-- Document text --
And finally, here's the benchmarking code:

   1: class Program
   2: {
   3:     private const int ITERATIONS = 25;
   4:     static unsafe void Main(string[] args)
   5:     {
   6:         Console.WriteLine("Press <enter> to start.");
   7:         Console.ReadLine();
   8:  
   9:         Stopwatch arrayClock = Stopwatch.StartNew();
  10:         for (int iter = 0; iter < ITERATIONS; iter++)
  11:         {
  12:             RunArrayTest();
  13:         }
  14:         arrayClock.Stop();
  15:         Console.WriteLine("{0}ms elapsed for Array test, {1} iterations.  Press <enter> to continue.", arrayClock.ElapsedMilliseconds, ITERATIONS);
  16:         Console.ReadLine();
  17:  
  18:         Stopwatch marshalClock = Stopwatch.StartNew();
  19:         for (int iter = 0; iter < ITERATIONS; iter++)

-- Given exercise --
Continue the C# benchmarking code from its last line, the loop header that repeats ITERATIONS times for the marshal test. The items are separate material and are not part of the benchmarking code.

-- Supplied entries --
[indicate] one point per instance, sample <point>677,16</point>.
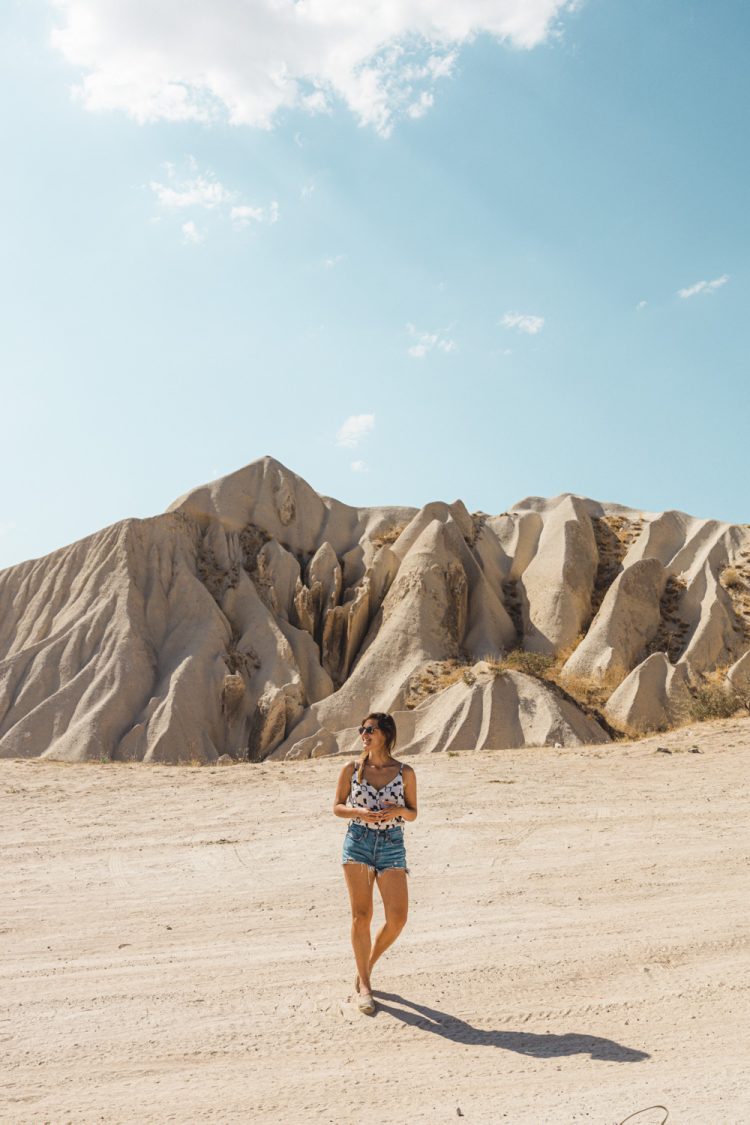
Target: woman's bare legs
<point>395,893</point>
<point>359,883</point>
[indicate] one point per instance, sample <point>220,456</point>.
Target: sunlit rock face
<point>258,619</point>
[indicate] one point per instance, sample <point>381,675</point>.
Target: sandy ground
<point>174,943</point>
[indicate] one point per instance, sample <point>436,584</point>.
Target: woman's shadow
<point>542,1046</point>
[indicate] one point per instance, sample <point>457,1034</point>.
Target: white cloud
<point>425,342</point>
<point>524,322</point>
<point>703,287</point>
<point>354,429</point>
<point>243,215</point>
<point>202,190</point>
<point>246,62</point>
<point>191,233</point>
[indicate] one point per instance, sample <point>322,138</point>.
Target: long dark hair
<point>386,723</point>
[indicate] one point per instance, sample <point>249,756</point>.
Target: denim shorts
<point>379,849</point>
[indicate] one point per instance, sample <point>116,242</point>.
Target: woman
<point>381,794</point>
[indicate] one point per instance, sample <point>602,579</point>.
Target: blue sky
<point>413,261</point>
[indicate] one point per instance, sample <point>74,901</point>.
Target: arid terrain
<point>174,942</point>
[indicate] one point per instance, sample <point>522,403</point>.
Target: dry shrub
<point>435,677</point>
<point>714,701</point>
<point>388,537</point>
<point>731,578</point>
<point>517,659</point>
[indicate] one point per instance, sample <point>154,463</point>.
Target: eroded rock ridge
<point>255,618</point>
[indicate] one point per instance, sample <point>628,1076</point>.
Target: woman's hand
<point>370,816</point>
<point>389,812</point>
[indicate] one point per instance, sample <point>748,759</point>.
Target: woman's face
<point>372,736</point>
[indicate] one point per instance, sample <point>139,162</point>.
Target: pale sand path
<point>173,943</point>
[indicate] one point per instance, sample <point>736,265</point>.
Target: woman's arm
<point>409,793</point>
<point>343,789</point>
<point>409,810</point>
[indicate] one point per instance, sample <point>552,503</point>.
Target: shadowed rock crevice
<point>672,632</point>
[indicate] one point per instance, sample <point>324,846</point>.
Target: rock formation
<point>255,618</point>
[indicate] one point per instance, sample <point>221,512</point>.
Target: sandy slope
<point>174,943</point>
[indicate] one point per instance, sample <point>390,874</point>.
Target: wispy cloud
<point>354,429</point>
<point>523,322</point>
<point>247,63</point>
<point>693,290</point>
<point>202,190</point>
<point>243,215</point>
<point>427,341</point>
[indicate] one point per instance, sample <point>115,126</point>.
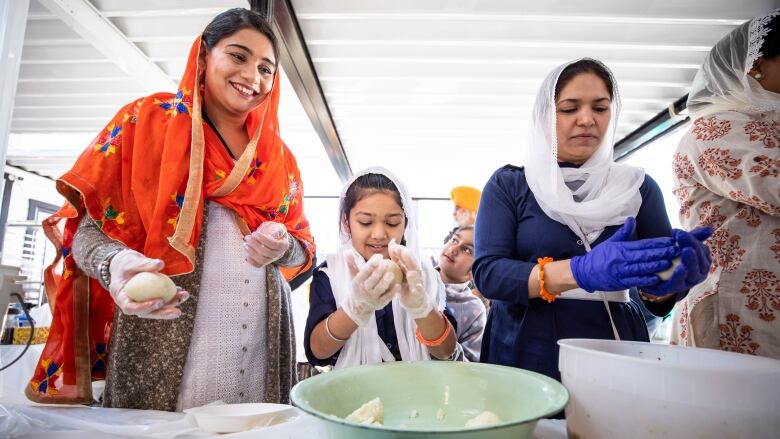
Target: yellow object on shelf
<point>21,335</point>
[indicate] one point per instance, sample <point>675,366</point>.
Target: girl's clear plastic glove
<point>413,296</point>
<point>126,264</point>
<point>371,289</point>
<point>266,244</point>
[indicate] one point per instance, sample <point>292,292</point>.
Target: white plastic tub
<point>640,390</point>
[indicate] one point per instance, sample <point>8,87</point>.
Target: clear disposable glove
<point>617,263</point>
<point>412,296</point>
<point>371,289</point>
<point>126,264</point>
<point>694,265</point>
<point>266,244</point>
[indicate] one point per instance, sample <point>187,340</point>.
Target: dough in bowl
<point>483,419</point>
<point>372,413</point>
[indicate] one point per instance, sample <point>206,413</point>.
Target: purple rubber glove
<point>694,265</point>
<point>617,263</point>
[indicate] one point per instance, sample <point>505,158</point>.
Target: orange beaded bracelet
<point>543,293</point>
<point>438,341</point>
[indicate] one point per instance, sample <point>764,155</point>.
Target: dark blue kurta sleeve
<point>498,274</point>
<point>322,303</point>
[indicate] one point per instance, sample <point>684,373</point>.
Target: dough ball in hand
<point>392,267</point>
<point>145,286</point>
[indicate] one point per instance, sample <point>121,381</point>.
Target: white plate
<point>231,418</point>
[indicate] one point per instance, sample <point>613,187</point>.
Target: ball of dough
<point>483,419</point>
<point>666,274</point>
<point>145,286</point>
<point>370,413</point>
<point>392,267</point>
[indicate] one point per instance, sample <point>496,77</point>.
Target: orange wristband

-- The response --
  20:         {
  21:             RunMarshalAllocHGlobalTest();
  22:         }
  23:         marshalClock.Stop();
  24:         Console.WriteLine("{0}ms elapsed for Marshal test, {1} iterations.  Press <enter> to continue.", marshalClock.ElapsedMilliseconds, ITERATIONS);
  25:         Console.ReadLine();
  26:  
  27:         Stopwatch localClock = Stopwatch.StartNew();
  28:         for (int iter = 0; iter < ITERATIONS; iter++)
  29:         {
  30:             RunLocalAllocTest();
  31:         }
  32:         localClock.Stop();
  33:         Console.WriteLine("{0}ms elapsed for LocalAlloc P/Invoke test, {1} iterations.  Press <enter> to continue.", localClock.ElapsedMilliseconds, ITERATIONS);
  34:         Console.ReadLine();
  35:  
  36:         Stopwatch heapClock = Stopwatch.StartNew();
  37:         for (int iter = 0; iter < ITERATIONS; iter++)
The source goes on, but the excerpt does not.